● **Your objective**:
Your task is to repeat all of the material exactly.

[Records of labeled points]

--------------------

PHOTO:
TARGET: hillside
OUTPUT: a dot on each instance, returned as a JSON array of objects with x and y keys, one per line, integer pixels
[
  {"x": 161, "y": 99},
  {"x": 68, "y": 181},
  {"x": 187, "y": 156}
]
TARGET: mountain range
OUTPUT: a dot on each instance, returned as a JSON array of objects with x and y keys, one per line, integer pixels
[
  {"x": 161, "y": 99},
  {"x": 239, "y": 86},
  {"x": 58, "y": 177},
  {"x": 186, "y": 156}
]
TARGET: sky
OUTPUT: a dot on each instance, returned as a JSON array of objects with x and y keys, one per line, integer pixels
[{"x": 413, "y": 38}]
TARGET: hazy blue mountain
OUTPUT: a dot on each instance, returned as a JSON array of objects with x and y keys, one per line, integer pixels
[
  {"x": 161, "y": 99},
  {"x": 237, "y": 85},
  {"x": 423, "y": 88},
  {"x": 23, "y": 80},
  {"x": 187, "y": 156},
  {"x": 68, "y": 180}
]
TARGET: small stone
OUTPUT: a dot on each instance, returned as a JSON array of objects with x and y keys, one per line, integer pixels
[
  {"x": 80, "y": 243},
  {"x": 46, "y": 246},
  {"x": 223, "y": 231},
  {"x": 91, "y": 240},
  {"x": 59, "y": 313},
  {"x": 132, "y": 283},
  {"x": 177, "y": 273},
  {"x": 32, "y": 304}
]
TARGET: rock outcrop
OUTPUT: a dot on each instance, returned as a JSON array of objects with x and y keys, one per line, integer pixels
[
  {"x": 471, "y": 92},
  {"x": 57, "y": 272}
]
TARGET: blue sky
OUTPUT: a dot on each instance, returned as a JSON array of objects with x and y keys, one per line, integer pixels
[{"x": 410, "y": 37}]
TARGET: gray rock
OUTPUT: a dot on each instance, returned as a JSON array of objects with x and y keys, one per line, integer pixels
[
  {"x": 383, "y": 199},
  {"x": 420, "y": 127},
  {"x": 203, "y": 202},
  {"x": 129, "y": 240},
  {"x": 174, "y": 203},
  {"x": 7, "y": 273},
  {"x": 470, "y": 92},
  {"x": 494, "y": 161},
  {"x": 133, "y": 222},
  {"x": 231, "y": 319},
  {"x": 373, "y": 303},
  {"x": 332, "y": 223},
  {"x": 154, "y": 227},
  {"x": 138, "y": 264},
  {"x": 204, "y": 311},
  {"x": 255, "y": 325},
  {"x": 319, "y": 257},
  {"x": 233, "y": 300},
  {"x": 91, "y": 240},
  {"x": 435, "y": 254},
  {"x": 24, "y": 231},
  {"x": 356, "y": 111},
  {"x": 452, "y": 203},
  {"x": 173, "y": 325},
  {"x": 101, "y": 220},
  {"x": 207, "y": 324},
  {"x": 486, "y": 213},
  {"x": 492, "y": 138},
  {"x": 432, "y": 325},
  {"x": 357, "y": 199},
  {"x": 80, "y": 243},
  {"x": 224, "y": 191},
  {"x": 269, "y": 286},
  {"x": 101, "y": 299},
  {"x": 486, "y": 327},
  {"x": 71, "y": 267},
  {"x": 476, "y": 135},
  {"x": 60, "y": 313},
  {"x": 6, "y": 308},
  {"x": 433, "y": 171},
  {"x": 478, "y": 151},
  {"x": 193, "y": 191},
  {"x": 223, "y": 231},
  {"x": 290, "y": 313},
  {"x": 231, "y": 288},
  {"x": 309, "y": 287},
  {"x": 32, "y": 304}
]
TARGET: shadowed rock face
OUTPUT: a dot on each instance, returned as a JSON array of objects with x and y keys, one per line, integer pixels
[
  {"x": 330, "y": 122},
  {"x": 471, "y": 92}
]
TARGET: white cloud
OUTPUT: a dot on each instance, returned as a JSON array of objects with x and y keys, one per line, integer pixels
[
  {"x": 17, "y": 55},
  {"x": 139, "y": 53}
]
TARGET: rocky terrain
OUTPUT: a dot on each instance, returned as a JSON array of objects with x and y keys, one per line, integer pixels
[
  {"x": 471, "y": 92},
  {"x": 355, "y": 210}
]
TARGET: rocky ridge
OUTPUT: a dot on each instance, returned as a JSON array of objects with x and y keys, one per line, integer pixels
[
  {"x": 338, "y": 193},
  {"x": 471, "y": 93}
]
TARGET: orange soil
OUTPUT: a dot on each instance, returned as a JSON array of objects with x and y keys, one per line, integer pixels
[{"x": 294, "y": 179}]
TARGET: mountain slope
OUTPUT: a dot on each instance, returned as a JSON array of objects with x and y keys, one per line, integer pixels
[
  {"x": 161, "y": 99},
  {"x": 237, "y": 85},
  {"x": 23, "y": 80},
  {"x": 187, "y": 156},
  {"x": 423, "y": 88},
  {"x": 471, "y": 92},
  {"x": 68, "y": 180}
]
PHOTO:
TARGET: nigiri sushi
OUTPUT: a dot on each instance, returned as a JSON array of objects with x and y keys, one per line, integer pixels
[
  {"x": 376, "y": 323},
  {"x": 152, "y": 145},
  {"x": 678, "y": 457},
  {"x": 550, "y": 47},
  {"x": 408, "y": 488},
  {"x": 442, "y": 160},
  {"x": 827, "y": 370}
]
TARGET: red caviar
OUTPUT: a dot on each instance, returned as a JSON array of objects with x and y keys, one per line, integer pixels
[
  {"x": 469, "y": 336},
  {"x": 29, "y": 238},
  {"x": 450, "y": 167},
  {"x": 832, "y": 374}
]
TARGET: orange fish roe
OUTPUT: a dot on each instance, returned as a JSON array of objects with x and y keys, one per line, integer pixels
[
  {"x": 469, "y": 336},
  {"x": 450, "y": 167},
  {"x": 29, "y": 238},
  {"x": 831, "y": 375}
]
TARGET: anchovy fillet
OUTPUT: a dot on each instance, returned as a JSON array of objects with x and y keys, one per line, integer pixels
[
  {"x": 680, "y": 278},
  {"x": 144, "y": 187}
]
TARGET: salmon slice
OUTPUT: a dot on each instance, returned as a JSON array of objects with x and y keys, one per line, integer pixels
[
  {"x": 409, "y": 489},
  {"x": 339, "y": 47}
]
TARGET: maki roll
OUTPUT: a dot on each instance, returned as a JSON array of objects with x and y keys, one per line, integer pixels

--------------------

● **Finished exercise**:
PHOTO:
TARGET: hillside
OUTPUT: a dot on each instance, returned as a JSON array of objects with x and y keys, one per line, integer pixels
[
  {"x": 161, "y": 99},
  {"x": 68, "y": 181},
  {"x": 187, "y": 156}
]
TARGET: mountain range
OUTPUT: a dot on each instance, returned as a JSON array of objects with x and y keys, one per line, integer pixels
[
  {"x": 161, "y": 99},
  {"x": 239, "y": 86},
  {"x": 58, "y": 177},
  {"x": 186, "y": 156}
]
TARGET: sky
OUTPUT: a dot on each instance, returned as a JSON array of objects with x and y keys, one per line, integer pixels
[{"x": 413, "y": 38}]
TARGET: hazy blue mountain
OUTPUT: a dot on each instance, returned as a JSON array of objects with x and y keys, one per line, integer pixels
[
  {"x": 161, "y": 99},
  {"x": 237, "y": 85},
  {"x": 423, "y": 88},
  {"x": 23, "y": 80},
  {"x": 187, "y": 156},
  {"x": 68, "y": 180}
]
TARGET: small stone
OUTPUT: a dot on each instance, returned as a JSON array of objects with x and y keys, one per line, integer pixels
[
  {"x": 80, "y": 243},
  {"x": 46, "y": 246},
  {"x": 223, "y": 231},
  {"x": 91, "y": 240},
  {"x": 59, "y": 313},
  {"x": 132, "y": 283},
  {"x": 177, "y": 273},
  {"x": 32, "y": 304}
]
TARGET: rock outcrop
OUTPUT: a dot on each instance, returned as a JSON array of objects with x and y keys, one per line, integer pixels
[
  {"x": 471, "y": 92},
  {"x": 57, "y": 272}
]
TARGET: blue sky
OUTPUT: a dot on each instance, returned as a JSON array of objects with x and y keys, one per line, integer pixels
[{"x": 410, "y": 37}]
TARGET: gray rock
OUTPUT: a dot on each instance, returned as a JSON array of objects with x and y keys, one per line, integer pixels
[
  {"x": 383, "y": 199},
  {"x": 420, "y": 127},
  {"x": 203, "y": 202},
  {"x": 129, "y": 240},
  {"x": 174, "y": 203},
  {"x": 7, "y": 273},
  {"x": 470, "y": 92},
  {"x": 494, "y": 161},
  {"x": 133, "y": 222},
  {"x": 231, "y": 319},
  {"x": 373, "y": 303},
  {"x": 332, "y": 223},
  {"x": 154, "y": 227},
  {"x": 138, "y": 264},
  {"x": 204, "y": 311},
  {"x": 255, "y": 325},
  {"x": 319, "y": 257},
  {"x": 233, "y": 300},
  {"x": 91, "y": 240},
  {"x": 435, "y": 254},
  {"x": 24, "y": 231},
  {"x": 356, "y": 111},
  {"x": 452, "y": 203},
  {"x": 173, "y": 325},
  {"x": 101, "y": 220},
  {"x": 207, "y": 324},
  {"x": 486, "y": 213},
  {"x": 492, "y": 138},
  {"x": 432, "y": 325},
  {"x": 357, "y": 199},
  {"x": 80, "y": 243},
  {"x": 224, "y": 191},
  {"x": 269, "y": 286},
  {"x": 101, "y": 299},
  {"x": 486, "y": 327},
  {"x": 71, "y": 267},
  {"x": 476, "y": 135},
  {"x": 60, "y": 313},
  {"x": 6, "y": 308},
  {"x": 433, "y": 171},
  {"x": 478, "y": 151},
  {"x": 193, "y": 191},
  {"x": 223, "y": 231},
  {"x": 290, "y": 313},
  {"x": 231, "y": 288},
  {"x": 309, "y": 287},
  {"x": 32, "y": 304}
]
TARGET: shadowed rock face
OUTPUT: a dot on each instance, returned as a JSON array of objects with x and y keys, one per line, integer pixels
[
  {"x": 330, "y": 122},
  {"x": 471, "y": 92}
]
TARGET: white cloud
OUTPUT: a dot on each instance, returned as a JSON array of objects with x and y keys, one per line, integer pixels
[
  {"x": 17, "y": 55},
  {"x": 139, "y": 53}
]
TARGET: rocky terrain
OUTPUT: a dot on each instance, returned as a JSON array of objects with x and y keys, one per line, integer pixels
[
  {"x": 471, "y": 92},
  {"x": 355, "y": 210}
]
TARGET: rocky ridge
OUTPUT: a dot on each instance, returned as a JSON array of objects with x and y keys, one per line, integer pixels
[
  {"x": 338, "y": 193},
  {"x": 471, "y": 93}
]
TARGET: orange soil
OUTPUT: a dot on each instance, returned as a JSON array of objects with x and y keys, one per line, integer pixels
[{"x": 294, "y": 179}]
TARGET: mountain slope
OUTPUT: a dot on each instance, returned as a JSON array of objects with x and y keys, one per line, integer pixels
[
  {"x": 161, "y": 99},
  {"x": 237, "y": 85},
  {"x": 23, "y": 80},
  {"x": 187, "y": 156},
  {"x": 423, "y": 88},
  {"x": 471, "y": 92},
  {"x": 68, "y": 180}
]
PHOTO:
TARGET: nigiri sushi
OUTPUT: a dot on each instance, returned as a JSON array of objects with x and y keys, one per line, integer pixels
[
  {"x": 376, "y": 323},
  {"x": 152, "y": 145},
  {"x": 678, "y": 457},
  {"x": 550, "y": 47},
  {"x": 408, "y": 488},
  {"x": 442, "y": 160},
  {"x": 827, "y": 370}
]
TARGET: red caviar
OUTPUT: a dot on each instance, returned as a JSON array of objects with x and y keys, one per line, integer pixels
[
  {"x": 469, "y": 336},
  {"x": 29, "y": 238},
  {"x": 450, "y": 167},
  {"x": 832, "y": 374}
]
TARGET: orange fish roe
OUTPUT: a dot on each instance, returned as a JSON array of objects with x and y keys, one per line, integer pixels
[
  {"x": 469, "y": 336},
  {"x": 450, "y": 167},
  {"x": 29, "y": 238},
  {"x": 831, "y": 375}
]
TARGET: anchovy fillet
OUTPUT: a dot on each instance, returned as a JSON array of objects with x and y keys, one per line, integer pixels
[
  {"x": 680, "y": 278},
  {"x": 144, "y": 187}
]
TARGET: salmon slice
OUTPUT: a dot on each instance, returned as a JSON array of objects with x and y keys, one per line, integer pixels
[
  {"x": 409, "y": 489},
  {"x": 339, "y": 47}
]
TARGET: maki roll
OUTPUT: a dot on each instance, returned as a JSON array of objects with x and y keys, one per line, integer pixels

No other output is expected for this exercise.